27 comments… add one
  • Mary Jan 18, 2010 @ 17:08

    OK, I had every intention of writing during the week but unfortunately, that didn’t happen. Work was far too stressful. The weekend was better. About 1000 words on my new WIP on Saturday and about 1300 yesterday. I have the day off today so I hope to do at least another 1000. I’m loving my new WIP. It just seems to write itself.

    I also need to work on sending out query letters to agents for my last novel, an epic fantasy. Getting the query letter right is the hardest thing of all.

  • Jessica Jan 18, 2010 @ 15:30

    I can’t say that I’ve written anything for WIP yet, since I worked through half my lunch before my coworker was kind enough to point it out to me. Dang tunnel vision work focus!

    I did, however, have a successful weekend for SNSS: 3337
    I wrote my own private version of Peter Pan, which will never be published due to copyright but it IS a FINISHED all-in-one-sitting story!

__STORED DATA__:

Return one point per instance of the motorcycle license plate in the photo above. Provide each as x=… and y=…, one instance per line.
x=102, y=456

__STATED PROBLEM__:
Extend the comment thread on weekend writing progress, picking up right after its final sentence.

__EXPECTED OUTPUT__:
    And I did come up with a big solution that has 3-fold effects for plot, characters and culture! The new scene is in my head, now I just have to make sure I write it when I get home. Hmm… dishes or writing… clean blank page or hours worth of dirty, smelly, fuzzy things?

  • Writing Nerd Jan 18, 2010 @ 14:28

    having a great time writing but im sort of stuck on a major detail… in TWOA, the story is mainly about how this race goes to war and the consequences of it. They are more like an advanced tribe than anything else. They do not have the technology we have at all and trade for the most part. What i havent figured out yet is what could cause an entire people to go to war and kill each other? I have some little things that help finally push them to it, but what is that BIG thing they do not agree on and will fight to have? hmm……

    happy writing everyone!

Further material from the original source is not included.